DESCRIPTION OF THE TASK:
Please restate each entry that follows word for word.
***** TASK DATA *****
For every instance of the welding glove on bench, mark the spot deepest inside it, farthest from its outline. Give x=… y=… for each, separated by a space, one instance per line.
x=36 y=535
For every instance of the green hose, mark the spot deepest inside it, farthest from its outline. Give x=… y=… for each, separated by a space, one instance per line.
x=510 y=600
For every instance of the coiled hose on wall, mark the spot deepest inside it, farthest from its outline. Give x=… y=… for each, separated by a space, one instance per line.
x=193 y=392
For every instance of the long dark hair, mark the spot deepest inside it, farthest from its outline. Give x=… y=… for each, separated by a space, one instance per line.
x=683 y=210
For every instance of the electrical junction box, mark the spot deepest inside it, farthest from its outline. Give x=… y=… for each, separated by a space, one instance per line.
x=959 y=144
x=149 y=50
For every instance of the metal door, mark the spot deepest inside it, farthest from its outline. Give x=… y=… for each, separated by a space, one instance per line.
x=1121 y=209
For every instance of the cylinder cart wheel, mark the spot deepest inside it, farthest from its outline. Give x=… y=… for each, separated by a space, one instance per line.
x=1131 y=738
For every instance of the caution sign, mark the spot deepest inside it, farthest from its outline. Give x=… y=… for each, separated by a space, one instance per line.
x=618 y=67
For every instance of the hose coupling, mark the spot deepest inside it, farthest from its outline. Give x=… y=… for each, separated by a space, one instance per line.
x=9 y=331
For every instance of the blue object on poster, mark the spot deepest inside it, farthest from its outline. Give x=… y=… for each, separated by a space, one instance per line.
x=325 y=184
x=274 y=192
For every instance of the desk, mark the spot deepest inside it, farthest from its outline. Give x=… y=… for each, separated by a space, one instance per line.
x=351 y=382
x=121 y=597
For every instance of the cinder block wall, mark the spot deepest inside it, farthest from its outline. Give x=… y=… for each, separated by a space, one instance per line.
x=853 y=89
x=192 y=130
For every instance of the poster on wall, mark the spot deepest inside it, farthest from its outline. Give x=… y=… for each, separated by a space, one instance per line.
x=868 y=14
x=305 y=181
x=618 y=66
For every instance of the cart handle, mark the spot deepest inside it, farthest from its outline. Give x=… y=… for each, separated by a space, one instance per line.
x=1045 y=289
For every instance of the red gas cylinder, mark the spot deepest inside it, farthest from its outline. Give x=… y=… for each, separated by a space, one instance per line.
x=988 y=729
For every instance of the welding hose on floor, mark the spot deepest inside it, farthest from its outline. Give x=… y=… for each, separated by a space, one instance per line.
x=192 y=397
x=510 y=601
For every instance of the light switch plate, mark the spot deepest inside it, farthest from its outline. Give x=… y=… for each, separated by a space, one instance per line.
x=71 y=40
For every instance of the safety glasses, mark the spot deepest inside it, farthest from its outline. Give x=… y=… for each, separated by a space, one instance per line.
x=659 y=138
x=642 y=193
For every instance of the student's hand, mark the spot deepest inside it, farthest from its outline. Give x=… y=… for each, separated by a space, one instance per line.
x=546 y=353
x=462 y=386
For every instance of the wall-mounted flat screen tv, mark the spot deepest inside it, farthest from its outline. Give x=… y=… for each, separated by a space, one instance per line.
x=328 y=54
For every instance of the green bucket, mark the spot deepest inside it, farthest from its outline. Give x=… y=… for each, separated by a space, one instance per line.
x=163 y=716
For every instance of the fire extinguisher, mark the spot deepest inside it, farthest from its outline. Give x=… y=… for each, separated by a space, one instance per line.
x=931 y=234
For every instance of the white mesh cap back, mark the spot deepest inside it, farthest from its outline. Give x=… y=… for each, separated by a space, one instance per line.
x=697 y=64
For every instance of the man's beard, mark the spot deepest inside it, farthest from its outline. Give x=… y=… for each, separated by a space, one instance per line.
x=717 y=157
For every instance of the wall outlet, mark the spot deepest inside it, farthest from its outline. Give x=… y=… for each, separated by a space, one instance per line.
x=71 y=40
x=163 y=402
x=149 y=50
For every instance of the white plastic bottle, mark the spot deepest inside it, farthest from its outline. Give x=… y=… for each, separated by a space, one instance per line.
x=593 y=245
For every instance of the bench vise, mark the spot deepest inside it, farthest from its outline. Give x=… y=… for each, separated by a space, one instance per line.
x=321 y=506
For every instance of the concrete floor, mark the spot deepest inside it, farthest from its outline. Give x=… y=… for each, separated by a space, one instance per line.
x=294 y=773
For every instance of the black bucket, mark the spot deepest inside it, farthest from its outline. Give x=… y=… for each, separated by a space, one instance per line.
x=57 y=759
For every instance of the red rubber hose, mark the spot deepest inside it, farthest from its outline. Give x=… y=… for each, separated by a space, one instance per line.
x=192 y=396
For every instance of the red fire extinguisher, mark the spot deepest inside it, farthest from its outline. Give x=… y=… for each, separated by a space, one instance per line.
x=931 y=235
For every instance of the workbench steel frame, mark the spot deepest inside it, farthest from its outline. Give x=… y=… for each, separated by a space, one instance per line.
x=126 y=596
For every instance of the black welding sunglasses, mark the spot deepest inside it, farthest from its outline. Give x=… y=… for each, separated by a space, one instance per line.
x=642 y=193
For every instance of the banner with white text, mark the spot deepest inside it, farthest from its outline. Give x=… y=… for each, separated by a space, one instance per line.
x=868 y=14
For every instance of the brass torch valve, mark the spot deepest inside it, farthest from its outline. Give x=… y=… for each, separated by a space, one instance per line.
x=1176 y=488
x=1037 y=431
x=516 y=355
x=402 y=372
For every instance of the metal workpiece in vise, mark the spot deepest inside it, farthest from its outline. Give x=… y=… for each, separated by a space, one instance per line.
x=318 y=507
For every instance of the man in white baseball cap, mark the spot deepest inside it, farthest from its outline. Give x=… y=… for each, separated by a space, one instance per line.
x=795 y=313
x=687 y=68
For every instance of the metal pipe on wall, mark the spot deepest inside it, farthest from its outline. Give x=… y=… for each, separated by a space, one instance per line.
*****
SOLUTION TO THE EXERCISE:
For every instance of the welding glove on bench, mark the spot deepest inside it, farthest from its outline. Give x=… y=… for each, separated by a space, one instance per line.
x=36 y=535
For every instance of the green hose, mark the spot deepest inside it, farthest from its outline. Give x=… y=… for each, separated by a space, one instance per line.
x=510 y=600
For every instance of the coiled hose on wall, mark the spot deepest inside it, farthest from its outline. Give x=… y=… for each, separated by a space, one instance per line.
x=193 y=392
For every instance of the long dark hair, mark the spot deepest inside it, farthest from its outline. Give x=… y=… for each, separated by a space, one instance per line.
x=683 y=210
For every instance of the electrical junction box, mark the spot deepest inside it, farthest from its outline. Give x=… y=… for each, separated by a space, one instance per line.
x=959 y=144
x=149 y=50
For every instance of the metal door, mark the spot deepest inside it, farthest from its outline. Give x=… y=… for each, separated by a space, one instance per line.
x=1121 y=209
For every instance of the cylinder cart wheel, mark the spot deepest inside it, farthest from its outline. Give x=… y=… for each, separated by a space, one instance per line.
x=1131 y=738
For every instance of the caution sign, mark the spot deepest inside it, farthest from its outline. Give x=… y=… for each, separated by a space, one instance per line.
x=618 y=67
For every instance of the hose coupling, mark the spot deepest inside it, farthest from its outline. Give x=… y=… for each, separated by a space, one instance per line.
x=9 y=331
For every instance of the blue object on poster, mark the spot deepest inside it, farthest from its outline. Give x=… y=… for each, separated by a space, one instance per line.
x=325 y=184
x=274 y=192
For every instance of the desk, mark the spot deepest inside it, farthest from its outline. Give x=… y=… for each, separated by a space, one instance per line.
x=351 y=382
x=121 y=597
For every instance of the cinder block wall, mark the spot deepest inside it, farthest from its outline. Give x=… y=… for each, separated by a space, one instance per line.
x=853 y=89
x=192 y=130
For every instance of the poster on wall, mark the spot deepest inside it, farthest from its outline. Give x=… y=… for each, separated by a space, one instance per line.
x=868 y=14
x=305 y=181
x=618 y=66
For every instance of the cart handle, mark the spot deepest inside it, farthest from its outline. Give x=… y=… for each, separated by a space, one instance per line.
x=1045 y=289
For every instance of the red gas cylinder, mark the spot deepest inside it, farthest from its outline. Give x=… y=… for each, separated by a space, one instance per line.
x=988 y=729
For every instance of the welding hose on floor, mark the spot deepest inside it, farthest from its outline. Give x=… y=… for each, separated by a space, one instance per line.
x=192 y=397
x=510 y=601
For every instance of the light switch plate, mark the spot deepest inside it, farthest from its outline. Give x=… y=… for each, separated by a space, one instance per line.
x=71 y=40
For every instance of the safety glasses, mark the spot deepest inside it, farthest from its outline. Give x=… y=… for each, separated by a space, one instance per line.
x=659 y=138
x=642 y=193
For every instance of the student's hand, mark the spot deepest inside it, farthest from its outline. Give x=… y=… for each, separated by a space, one instance per line.
x=546 y=353
x=462 y=386
For every instance of the wall-mounted flat screen tv, mark the spot deepest inside it, farthest from its outline. Give x=… y=… for each, separated by a space, one instance per line.
x=328 y=54
For every instance of the green bucket, mark the spot deepest inside it, farthest from its outline. Give x=… y=… for each, separated by a space, one instance per line.
x=163 y=716
For every instance of the fire extinguisher, mark the spot deepest inside it, farthest from its outline. Give x=… y=… for each, separated by a space, one instance per line.
x=931 y=234
For every instance of the white mesh cap back, mark the spot deepest inside it, farthest from its outline. Give x=… y=… for each, separated by a space, one instance per line.
x=697 y=64
For every instance of the man's beard, mark the spot deepest inside it, farthest from its outline. Give x=… y=… for each, separated by a space, one instance per line.
x=717 y=157
For every instance of the wall outlet, mark the spot deepest inside it, farthest from its outline. Give x=… y=… for each, separated by a space, one instance per line.
x=71 y=40
x=163 y=402
x=149 y=50
For every instance of the white plastic bottle, mark the spot deepest inside it, farthest from its outline. Give x=… y=… for each, separated by a space, one instance per line.
x=593 y=245
For every instance of the bench vise, mark the spot deepest inside it, farthest from its outline. Give x=… y=… for each, separated by a space, one instance per line.
x=321 y=506
For every instance of the concrete floor, mark the spot deepest inside it, farthest from its outline. Give x=… y=… for each, separated by a space, one instance per line.
x=294 y=773
For every instance of the black bucket, mark the spot deepest inside it, farthest from its outline. Give x=… y=… for each, separated by a space, one instance per line.
x=57 y=759
For every instance of the red rubber hose, mark the spot deepest inside it, farthest from its outline. Give x=… y=… for each, separated by a space, one instance per line.
x=192 y=396
For every instance of the red fire extinguisher, mark the spot deepest inside it, farthest from its outline. Give x=… y=… for each, separated by a space, one instance per line.
x=931 y=235
For every instance of the workbench steel frame, mark the spot deepest inside it, farthest from its outline. Give x=… y=… for each, separated by a space, one instance per line.
x=126 y=596
For every instance of the black welding sunglasses, mark the spot deepest inside it, farthest from its outline. Give x=… y=… for each, separated by a space, one instance per line.
x=642 y=193
For every instance of the banner with white text, mark the spot deepest inside it, farthest from its outline. Give x=… y=… for each, separated by a space, one instance per line.
x=868 y=14
For every instance of the brass torch valve, mark the spot deepest inside it, farthest from its outline. Give x=… y=… for each, separated by a space, one instance per line.
x=1176 y=488
x=1037 y=431
x=516 y=355
x=402 y=372
For every instance of the metal workpiece in vise, mark the spot deepest inside it, farthest from its outline. Give x=… y=… for each, separated by a space, one instance per line.
x=318 y=507
For every instance of the man in white baseball cap, mark the spot deepest inside it, farthest from its outline. Give x=… y=… for each, separated by a space, one instance per line.
x=795 y=313
x=687 y=68
For every instance of the metal pipe on wall, mark the spot deepest inside it, farthest from its outline. Give x=… y=… for each, separated by a space, one instance per line.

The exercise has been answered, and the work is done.